(Items listed in a dataset)
* * * * * * * * *
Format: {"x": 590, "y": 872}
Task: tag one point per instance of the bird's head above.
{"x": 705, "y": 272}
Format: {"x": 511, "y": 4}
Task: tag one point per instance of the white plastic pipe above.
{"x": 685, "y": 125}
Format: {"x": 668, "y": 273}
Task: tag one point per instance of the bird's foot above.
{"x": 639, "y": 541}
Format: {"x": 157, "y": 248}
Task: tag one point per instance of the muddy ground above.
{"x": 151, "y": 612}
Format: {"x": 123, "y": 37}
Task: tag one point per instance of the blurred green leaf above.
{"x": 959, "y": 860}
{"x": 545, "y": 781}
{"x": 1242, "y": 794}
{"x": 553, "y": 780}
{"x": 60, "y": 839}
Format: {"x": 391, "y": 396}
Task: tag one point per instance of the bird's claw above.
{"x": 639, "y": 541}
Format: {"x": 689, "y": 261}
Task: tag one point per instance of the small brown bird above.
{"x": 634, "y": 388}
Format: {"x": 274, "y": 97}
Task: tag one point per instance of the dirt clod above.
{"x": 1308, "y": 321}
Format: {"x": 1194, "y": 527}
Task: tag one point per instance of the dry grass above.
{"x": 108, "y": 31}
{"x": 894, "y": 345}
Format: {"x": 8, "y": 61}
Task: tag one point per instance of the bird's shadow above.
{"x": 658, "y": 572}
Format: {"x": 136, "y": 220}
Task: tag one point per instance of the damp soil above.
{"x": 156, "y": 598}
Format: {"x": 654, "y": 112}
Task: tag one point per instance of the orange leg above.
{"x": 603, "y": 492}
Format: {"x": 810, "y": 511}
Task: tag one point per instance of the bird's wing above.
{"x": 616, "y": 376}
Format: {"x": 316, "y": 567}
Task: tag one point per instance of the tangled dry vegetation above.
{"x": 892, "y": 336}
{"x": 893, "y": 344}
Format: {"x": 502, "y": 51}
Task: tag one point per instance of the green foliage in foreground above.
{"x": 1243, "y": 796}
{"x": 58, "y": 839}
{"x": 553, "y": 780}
* * * * * * * * *
▶ EXERCISE DESCRIPTION
Can you reproduce every line of the entries above, keeping each format sample and instruction as it stands, but scaling the x and y coordinates in the answer points by 1.85 and rounding each to a whole number, with halves going up?

▶ RESULT FOR THIS TASK
Format: {"x": 590, "y": 872}
Task: tag one point per instance of the bird's head above.
{"x": 1304, "y": 503}
Format: {"x": 511, "y": 4}
Task: tag one point per instance of the white plastic pipe above.
{"x": 1267, "y": 231}
Format: {"x": 668, "y": 273}
Task: tag one point per instance of the bird's foot above.
{"x": 1182, "y": 1001}
Format: {"x": 157, "y": 248}
Task: tag one point per instance of the muddy ground above.
{"x": 279, "y": 1132}
Format: {"x": 123, "y": 37}
Task: tag one point per instance of the blurred green leaf above.
{"x": 1774, "y": 1591}
{"x": 1008, "y": 1445}
{"x": 2298, "y": 1469}
{"x": 1023, "y": 1443}
{"x": 111, "y": 1552}
Format: {"x": 391, "y": 396}
Task: tag one point per instance of the bird's claw above.
{"x": 1182, "y": 1001}
Format: {"x": 689, "y": 261}
Task: tag one point per instance of the small brown bird above.
{"x": 1173, "y": 718}
Format: {"x": 274, "y": 97}
Task: tag one point per instance of the dirt clod above.
{"x": 2420, "y": 594}
Format: {"x": 1194, "y": 527}
Task: tag one point per instance of the dry grass above.
{"x": 200, "y": 57}
{"x": 1654, "y": 638}
Format: {"x": 8, "y": 61}
Task: tag one point per instance of the bird's shadow above.
{"x": 1217, "y": 1058}
Format: {"x": 136, "y": 220}
Task: tag one point per instance of the damp soil above.
{"x": 289, "y": 1106}
Format: {"x": 654, "y": 112}
Task: tag one point per instance of the orange leg above.
{"x": 1116, "y": 910}
Format: {"x": 810, "y": 511}
Task: tag one point per instance of the bird's wing above.
{"x": 1140, "y": 696}
Format: {"x": 316, "y": 567}
Task: tag one point per instance of the tangled dry vegetation above.
{"x": 1650, "y": 622}
{"x": 1652, "y": 636}
Format: {"x": 502, "y": 51}
Task: tag one point per instance of the green foliage in foreground above.
{"x": 2300, "y": 1473}
{"x": 107, "y": 1552}
{"x": 1023, "y": 1443}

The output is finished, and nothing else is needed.